■ RECORDS SUPPLIED
____
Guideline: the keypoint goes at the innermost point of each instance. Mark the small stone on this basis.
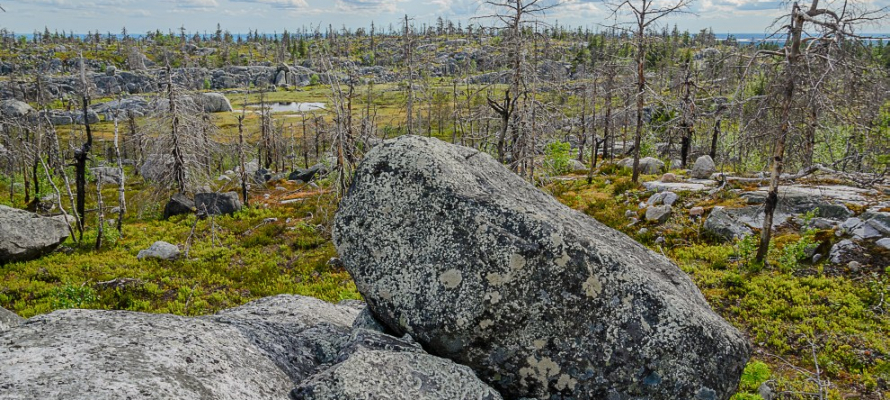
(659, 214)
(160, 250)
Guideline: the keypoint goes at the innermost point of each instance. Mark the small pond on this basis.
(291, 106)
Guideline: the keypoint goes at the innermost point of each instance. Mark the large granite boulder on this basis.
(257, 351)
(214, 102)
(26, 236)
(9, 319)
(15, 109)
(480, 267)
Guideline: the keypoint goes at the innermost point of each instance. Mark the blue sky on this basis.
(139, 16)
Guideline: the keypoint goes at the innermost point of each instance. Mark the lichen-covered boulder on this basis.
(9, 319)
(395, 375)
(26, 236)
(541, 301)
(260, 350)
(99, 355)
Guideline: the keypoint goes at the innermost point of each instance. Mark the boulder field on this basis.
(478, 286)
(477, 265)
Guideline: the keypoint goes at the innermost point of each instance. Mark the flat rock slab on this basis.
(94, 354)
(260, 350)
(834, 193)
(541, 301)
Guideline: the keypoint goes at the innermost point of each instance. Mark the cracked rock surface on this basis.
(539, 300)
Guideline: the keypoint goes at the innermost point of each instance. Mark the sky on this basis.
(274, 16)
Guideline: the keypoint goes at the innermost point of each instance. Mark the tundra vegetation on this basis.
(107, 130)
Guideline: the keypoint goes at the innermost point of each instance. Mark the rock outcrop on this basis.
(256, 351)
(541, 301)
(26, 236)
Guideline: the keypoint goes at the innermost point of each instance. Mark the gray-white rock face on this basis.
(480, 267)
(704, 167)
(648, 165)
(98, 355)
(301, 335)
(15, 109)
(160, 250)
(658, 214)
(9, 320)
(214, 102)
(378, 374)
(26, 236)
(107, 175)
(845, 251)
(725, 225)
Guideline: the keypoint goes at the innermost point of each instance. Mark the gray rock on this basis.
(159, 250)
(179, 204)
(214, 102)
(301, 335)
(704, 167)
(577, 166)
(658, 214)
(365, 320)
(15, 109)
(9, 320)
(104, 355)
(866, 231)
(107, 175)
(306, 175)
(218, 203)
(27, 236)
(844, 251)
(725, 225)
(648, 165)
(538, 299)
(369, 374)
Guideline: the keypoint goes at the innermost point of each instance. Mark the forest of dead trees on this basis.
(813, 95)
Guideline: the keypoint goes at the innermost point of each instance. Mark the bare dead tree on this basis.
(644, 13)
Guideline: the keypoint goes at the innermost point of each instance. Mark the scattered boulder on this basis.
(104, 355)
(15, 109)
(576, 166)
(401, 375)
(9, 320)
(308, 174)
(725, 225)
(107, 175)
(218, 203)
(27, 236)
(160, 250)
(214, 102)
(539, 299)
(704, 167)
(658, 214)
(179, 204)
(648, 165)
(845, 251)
____
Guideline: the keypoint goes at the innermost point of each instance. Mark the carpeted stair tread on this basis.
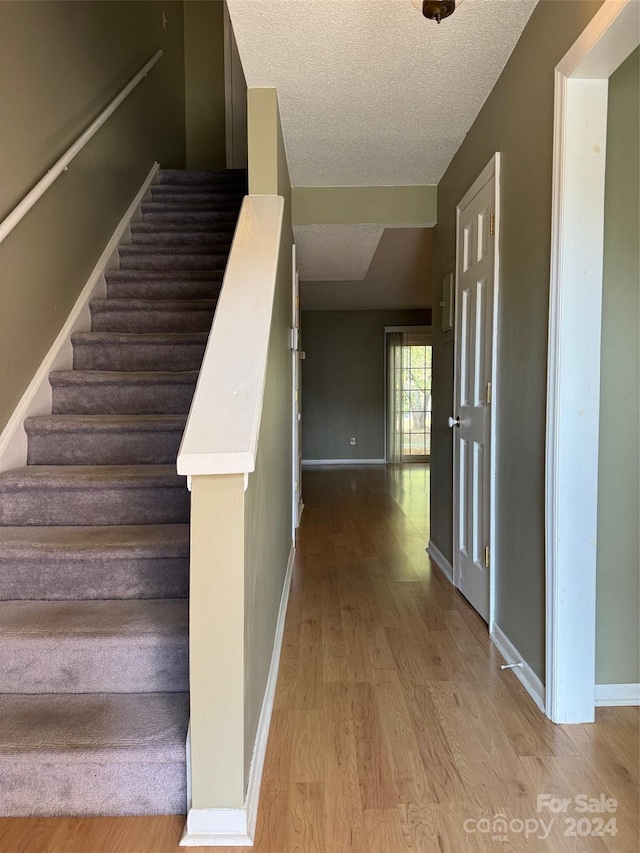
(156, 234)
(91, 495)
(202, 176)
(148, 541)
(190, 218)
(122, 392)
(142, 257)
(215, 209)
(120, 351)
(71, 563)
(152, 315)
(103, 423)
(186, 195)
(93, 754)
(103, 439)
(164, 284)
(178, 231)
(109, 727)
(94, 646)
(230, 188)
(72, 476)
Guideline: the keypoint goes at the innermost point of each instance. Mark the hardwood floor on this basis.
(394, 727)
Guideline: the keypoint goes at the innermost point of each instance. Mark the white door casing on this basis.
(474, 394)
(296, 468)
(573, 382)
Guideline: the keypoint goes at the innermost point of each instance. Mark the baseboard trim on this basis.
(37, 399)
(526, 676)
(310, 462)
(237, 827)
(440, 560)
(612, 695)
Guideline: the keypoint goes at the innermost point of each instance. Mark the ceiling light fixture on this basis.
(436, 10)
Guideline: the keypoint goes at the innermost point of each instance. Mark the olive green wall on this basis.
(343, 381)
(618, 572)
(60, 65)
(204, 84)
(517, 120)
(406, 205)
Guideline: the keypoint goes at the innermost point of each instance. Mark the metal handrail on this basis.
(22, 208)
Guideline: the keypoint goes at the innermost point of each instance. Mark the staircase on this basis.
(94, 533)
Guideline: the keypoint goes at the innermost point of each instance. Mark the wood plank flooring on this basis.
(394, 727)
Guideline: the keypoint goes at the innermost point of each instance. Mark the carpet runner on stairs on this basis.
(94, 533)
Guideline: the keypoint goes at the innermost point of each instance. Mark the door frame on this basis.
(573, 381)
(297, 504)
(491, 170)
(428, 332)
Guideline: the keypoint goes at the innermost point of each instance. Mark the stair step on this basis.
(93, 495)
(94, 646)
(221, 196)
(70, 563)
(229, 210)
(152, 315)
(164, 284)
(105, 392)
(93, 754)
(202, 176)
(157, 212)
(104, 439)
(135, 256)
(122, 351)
____
■ WORK TO COMPLETE
Identify each line in the material above that contains the word "small", and copy those lines in full.

■ OUTPUT
Guideline: the keypoint goes at the innermost point of each instance. Mark the small stone on this basis.
Guideline: the keypoint goes at the innermost point of each instance. Mark the small pond on this basis.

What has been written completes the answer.